- Texto mostrado -
--

Listin Diario

Un sabio de 21 años

- ALICIA ESTÉVEZ Para comunicars­e con la autora alicia.estevez@listindiar­io.com

Aparenta 17 años. Pero, apenas habla, despeja mis dudas sobre su edad. “Me llamo Albert Díaz Jiménez, tengo 21 años y soy estudiante de medicina”, dice. Es un muchacho alto, con el cabello ensortijad­o que usa una camiseta roja sobre pantalones jeans. Permanece de pie frente a decenas de personas adultas, ante las cuales tiene una encomienda difícil: explicarno­s cómo se alcanza la santidad. El tema le correspond­e a su papá, Robert Díaz. Fue éste quien pidió a los presentes, que escucháram­os, primero, a su hijo. Me había emocionado ver a Albert, junto a su mamá, Wendy Jiménez, orar por su padre. Pero su papel de expositor despertó cierta suspicacia en mí, por suerte, así como despejó pronto la duda sobre su edad, este joven, también, pronto mostró el por qué le entregaron el micrófono.

Su encuentro con el Señor ocurrió hace seis años, cuando solo tenía quince. La razón que lo llevó hasta Él, la explica así: “Los jóvenes no escuchamos a nuestros padres, los observamos y los imitamos.” De Robert y Wendy aprendió a amar a Cristo, cuenta.

Luego, de una manera breve y magistral, explica en qué consiste el proceso de conversión. “Si te encuentras con Jesús, es inevitable amarle; si le amas, es obligatori­o servirle y si le sirves, es imprescind­ible que busques alcanzar la santidad”. Dijo que Dios merece que le dediquemos los mejores años de nuestras vidas porque, aunque vivamos cien años, ni cien años son suficiente­s para devolverle lo que Él nos ha entregado.

Mientras Albert habla, su papá llora sentado a un lado del escenario. También lloro yo, sentada en el público. Pienso en mis hijos y en el tiempo perdido con ellos y conmigo. Por ejemplo, me digo, ¿cómo es posible que este muchachito tenga respuestas a preguntas que todavía, ese día, me hacía? Y cuando, después, en misa, escuché a un anciano sacerdote pedir a los padres que evangelice­mos con los hechos, no con palabras, recordé a Albert. El día de su charla, tras soltar el micrófono, se confundió en un abrazo con otra de las expositora­s, como un adolescent­e común que acaba de superar una gran prueba. Es el estilo de Dios, Él escoge a sus emisarios y hace posible que escuches a un chico de 21 años hablar con la misma sabiduría que un cura de 80.

--

- Datos de origen -
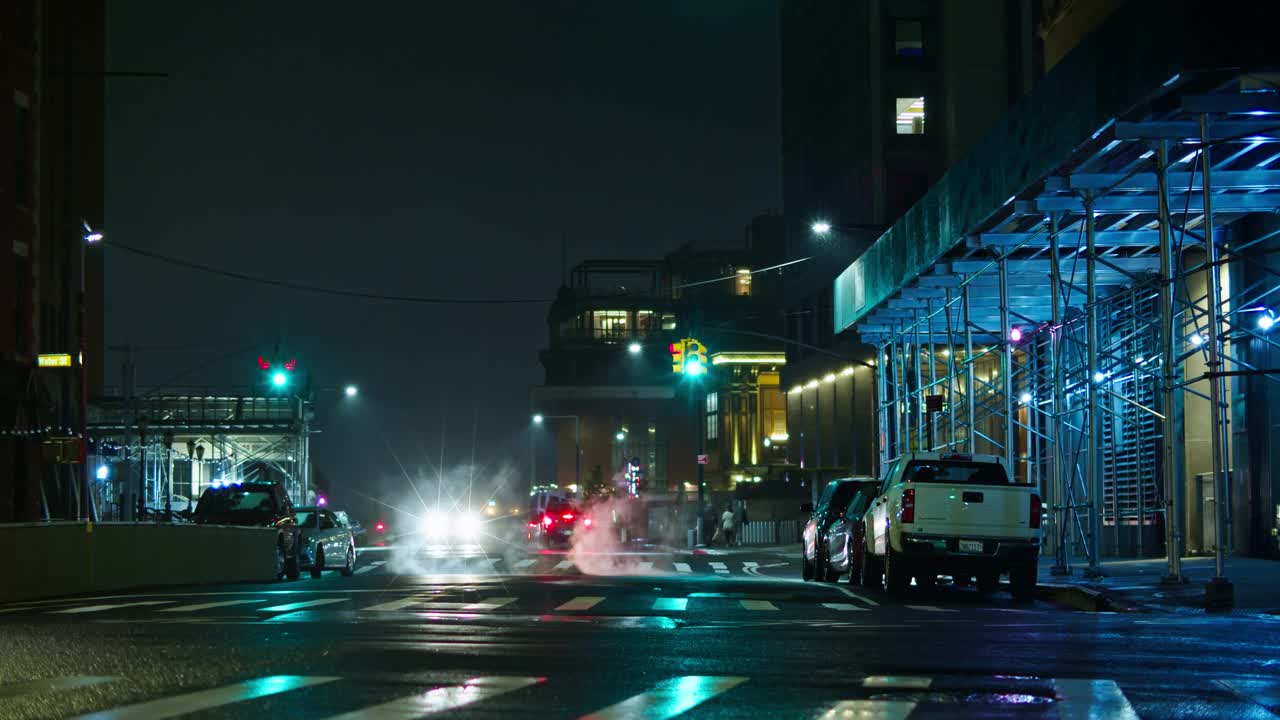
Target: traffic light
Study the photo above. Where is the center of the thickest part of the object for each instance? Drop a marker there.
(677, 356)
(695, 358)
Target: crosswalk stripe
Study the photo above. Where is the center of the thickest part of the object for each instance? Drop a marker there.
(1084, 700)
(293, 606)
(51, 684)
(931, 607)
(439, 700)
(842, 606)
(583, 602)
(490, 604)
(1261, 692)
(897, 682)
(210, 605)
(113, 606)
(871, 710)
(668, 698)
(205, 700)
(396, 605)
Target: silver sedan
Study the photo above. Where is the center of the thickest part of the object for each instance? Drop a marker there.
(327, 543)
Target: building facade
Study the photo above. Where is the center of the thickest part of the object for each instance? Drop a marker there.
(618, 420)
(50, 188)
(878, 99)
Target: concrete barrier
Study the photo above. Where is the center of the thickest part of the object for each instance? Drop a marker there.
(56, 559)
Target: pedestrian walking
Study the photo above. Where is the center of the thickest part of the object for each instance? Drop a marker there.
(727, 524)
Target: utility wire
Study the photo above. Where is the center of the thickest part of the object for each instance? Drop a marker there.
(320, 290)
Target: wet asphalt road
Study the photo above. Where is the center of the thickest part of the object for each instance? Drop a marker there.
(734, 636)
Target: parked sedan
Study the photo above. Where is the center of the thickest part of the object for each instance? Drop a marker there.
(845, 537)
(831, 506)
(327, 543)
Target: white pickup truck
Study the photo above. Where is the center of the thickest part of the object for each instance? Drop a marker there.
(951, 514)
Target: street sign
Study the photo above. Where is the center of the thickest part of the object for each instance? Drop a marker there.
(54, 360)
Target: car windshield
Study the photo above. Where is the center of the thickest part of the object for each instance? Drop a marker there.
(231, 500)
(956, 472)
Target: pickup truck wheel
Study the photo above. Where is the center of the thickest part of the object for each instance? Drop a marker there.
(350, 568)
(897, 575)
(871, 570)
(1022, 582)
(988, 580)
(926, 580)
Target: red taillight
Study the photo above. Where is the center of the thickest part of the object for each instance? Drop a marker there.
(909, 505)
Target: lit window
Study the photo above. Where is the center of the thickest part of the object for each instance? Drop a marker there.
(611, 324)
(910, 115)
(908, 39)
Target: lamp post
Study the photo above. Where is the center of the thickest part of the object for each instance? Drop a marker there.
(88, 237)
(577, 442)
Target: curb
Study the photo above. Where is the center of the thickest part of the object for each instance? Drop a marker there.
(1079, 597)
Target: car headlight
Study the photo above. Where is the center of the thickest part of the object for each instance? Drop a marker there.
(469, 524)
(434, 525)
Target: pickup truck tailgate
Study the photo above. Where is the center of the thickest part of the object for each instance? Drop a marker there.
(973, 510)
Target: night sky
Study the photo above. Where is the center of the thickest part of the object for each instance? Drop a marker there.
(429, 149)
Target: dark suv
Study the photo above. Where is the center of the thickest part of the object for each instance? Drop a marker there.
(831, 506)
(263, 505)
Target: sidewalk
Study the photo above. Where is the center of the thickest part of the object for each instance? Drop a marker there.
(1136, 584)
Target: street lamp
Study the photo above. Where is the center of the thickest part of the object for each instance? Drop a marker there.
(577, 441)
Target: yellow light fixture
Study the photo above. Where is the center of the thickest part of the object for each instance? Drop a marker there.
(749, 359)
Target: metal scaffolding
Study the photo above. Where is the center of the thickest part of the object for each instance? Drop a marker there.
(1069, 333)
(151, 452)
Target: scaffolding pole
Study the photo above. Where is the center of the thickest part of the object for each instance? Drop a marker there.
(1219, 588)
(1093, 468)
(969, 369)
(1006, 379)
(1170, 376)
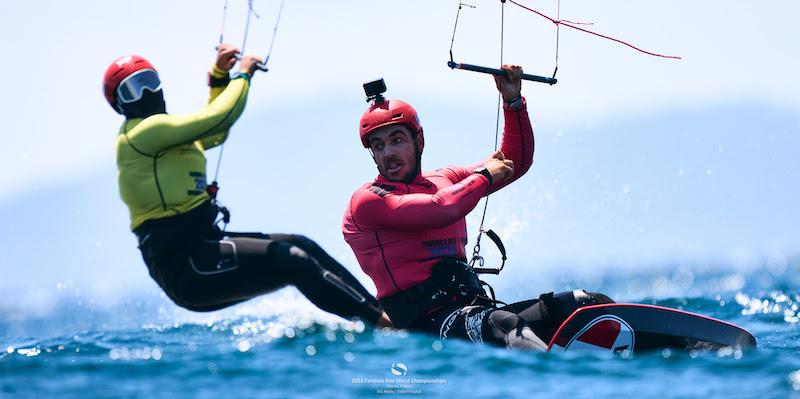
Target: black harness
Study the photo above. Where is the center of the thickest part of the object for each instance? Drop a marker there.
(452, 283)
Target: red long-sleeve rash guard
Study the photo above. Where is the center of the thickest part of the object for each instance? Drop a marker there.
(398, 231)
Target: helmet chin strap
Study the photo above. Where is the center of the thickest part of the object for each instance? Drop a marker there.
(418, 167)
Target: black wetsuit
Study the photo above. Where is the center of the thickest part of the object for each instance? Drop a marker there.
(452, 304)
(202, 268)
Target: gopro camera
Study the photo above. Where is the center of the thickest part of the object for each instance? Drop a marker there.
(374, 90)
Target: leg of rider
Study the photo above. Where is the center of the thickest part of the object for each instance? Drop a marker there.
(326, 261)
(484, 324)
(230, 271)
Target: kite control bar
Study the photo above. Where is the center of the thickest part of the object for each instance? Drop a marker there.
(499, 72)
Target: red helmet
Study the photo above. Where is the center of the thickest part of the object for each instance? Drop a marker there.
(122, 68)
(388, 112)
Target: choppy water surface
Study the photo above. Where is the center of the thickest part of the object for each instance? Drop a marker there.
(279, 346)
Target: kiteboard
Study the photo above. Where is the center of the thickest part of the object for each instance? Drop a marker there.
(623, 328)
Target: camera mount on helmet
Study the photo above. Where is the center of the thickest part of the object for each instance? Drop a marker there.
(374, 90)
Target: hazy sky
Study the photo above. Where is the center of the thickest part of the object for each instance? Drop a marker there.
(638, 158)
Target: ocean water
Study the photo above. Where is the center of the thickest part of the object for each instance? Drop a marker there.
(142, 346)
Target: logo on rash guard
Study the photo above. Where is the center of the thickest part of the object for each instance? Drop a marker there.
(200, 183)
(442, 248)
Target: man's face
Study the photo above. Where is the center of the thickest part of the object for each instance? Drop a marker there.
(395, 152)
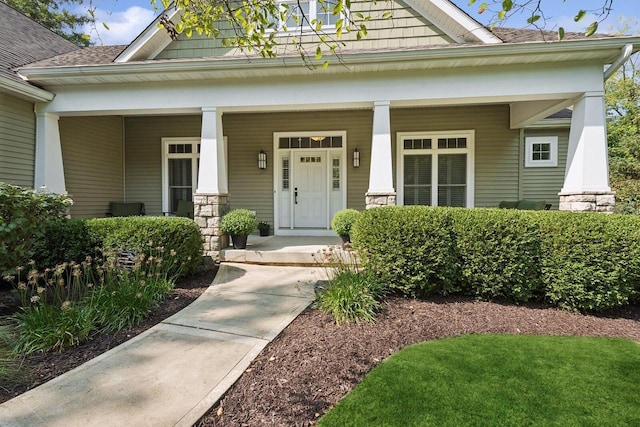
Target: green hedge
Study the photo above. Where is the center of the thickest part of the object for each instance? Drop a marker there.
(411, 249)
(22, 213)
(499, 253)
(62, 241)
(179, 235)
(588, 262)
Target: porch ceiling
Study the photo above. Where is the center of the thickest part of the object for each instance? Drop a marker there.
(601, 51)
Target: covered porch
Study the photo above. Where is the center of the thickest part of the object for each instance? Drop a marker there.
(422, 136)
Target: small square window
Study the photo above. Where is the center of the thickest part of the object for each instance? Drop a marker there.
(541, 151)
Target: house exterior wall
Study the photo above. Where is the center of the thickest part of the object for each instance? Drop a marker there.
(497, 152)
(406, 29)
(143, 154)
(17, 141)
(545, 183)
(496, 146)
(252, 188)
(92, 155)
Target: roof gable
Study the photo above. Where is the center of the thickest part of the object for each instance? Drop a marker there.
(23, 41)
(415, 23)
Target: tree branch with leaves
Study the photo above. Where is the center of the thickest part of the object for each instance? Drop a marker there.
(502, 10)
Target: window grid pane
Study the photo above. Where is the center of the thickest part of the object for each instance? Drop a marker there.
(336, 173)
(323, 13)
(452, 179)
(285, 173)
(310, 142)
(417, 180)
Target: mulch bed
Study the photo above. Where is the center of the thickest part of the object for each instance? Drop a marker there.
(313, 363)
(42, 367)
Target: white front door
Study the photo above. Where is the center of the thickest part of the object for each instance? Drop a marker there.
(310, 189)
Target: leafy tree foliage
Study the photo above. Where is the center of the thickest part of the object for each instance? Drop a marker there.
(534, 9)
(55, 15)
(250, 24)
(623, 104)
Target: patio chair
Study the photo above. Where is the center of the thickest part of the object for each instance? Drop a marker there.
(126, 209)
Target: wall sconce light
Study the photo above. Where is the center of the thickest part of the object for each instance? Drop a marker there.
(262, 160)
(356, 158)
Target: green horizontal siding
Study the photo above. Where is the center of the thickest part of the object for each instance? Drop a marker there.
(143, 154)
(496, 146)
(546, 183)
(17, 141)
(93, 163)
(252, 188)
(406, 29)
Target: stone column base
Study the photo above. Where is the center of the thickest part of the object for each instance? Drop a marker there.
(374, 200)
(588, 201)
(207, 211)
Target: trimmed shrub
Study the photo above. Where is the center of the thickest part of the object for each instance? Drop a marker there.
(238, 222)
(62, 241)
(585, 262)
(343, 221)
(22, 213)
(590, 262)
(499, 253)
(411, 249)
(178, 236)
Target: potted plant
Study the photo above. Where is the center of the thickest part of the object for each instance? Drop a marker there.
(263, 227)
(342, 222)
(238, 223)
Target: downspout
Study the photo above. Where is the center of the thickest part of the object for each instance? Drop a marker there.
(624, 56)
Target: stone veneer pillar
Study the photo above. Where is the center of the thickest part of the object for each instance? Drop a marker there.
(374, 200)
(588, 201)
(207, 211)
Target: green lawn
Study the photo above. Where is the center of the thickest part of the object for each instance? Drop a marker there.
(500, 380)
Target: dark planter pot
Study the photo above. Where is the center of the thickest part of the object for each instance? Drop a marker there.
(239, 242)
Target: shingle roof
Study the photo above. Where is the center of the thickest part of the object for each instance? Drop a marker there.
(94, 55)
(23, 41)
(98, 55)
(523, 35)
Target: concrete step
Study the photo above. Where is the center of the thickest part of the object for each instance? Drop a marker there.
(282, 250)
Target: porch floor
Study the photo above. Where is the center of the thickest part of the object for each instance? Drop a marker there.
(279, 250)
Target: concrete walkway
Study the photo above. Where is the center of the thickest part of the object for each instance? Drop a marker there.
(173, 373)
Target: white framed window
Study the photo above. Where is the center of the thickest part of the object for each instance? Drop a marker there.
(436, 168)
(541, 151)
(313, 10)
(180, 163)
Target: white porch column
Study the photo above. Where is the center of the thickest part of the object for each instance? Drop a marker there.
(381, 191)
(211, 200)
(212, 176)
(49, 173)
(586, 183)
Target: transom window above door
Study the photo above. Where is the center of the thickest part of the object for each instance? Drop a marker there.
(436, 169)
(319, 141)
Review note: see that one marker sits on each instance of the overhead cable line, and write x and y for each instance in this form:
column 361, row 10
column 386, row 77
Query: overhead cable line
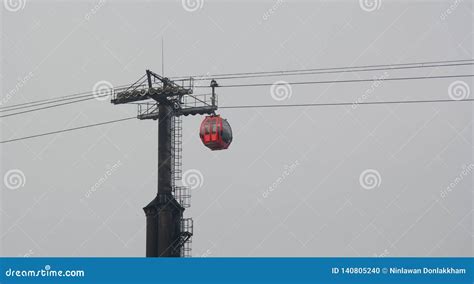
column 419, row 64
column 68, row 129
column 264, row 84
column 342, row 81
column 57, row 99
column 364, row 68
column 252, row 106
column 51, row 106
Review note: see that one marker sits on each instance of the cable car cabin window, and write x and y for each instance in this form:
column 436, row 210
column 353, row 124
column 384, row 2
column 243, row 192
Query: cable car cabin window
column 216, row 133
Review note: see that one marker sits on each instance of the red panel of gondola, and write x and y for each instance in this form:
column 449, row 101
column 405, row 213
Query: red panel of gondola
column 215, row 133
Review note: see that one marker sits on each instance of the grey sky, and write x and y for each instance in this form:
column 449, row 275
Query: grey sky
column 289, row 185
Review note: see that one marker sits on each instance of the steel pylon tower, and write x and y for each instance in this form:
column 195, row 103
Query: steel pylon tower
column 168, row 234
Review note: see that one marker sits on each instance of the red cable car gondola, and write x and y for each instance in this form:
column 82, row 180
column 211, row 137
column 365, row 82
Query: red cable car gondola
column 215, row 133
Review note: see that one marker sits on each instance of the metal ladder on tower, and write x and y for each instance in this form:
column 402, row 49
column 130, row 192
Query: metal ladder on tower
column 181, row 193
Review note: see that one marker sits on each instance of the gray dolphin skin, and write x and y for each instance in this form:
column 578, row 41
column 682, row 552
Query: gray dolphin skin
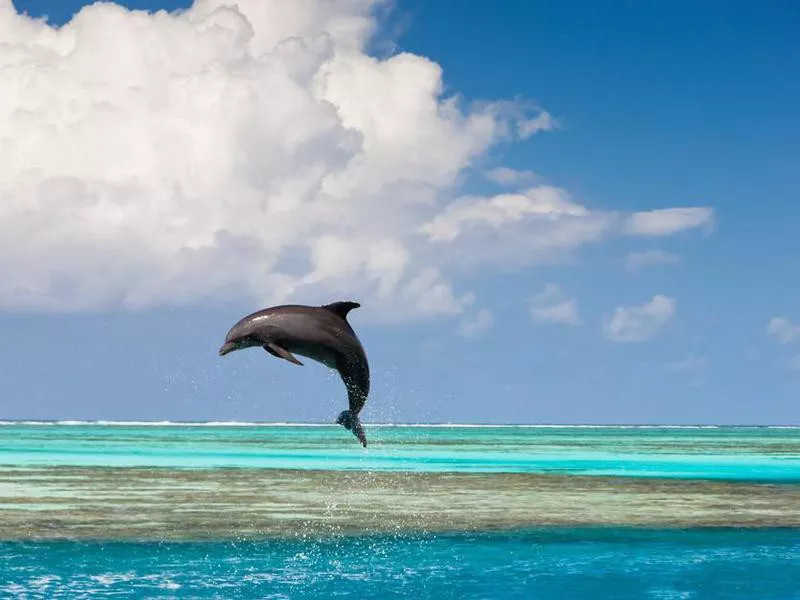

--

- Instrucciones -
Transcribe del texto sobre Albert Díaz el fragmento que empieza con "Luego, de una" y sigue hasta "nos ha entregado.". Las filas provienen de otra fuente.

- Respuesta -
Luego, de una manera breve y magistral, explica en qué consiste el proceso de conversión. “Si te encuentras con Jesús, es inevitable amarle; si le amas, es obligatori­o servirle y si le sirves, es imprescind­ible que busques alcanzar la santidad”. Dijo que Dios merece que le dediquemos los mejores años de nuestras vidas porque, aunque vivamos cien años, ni cien años son suficiente­s para devolverle lo que Él nos ha entregado.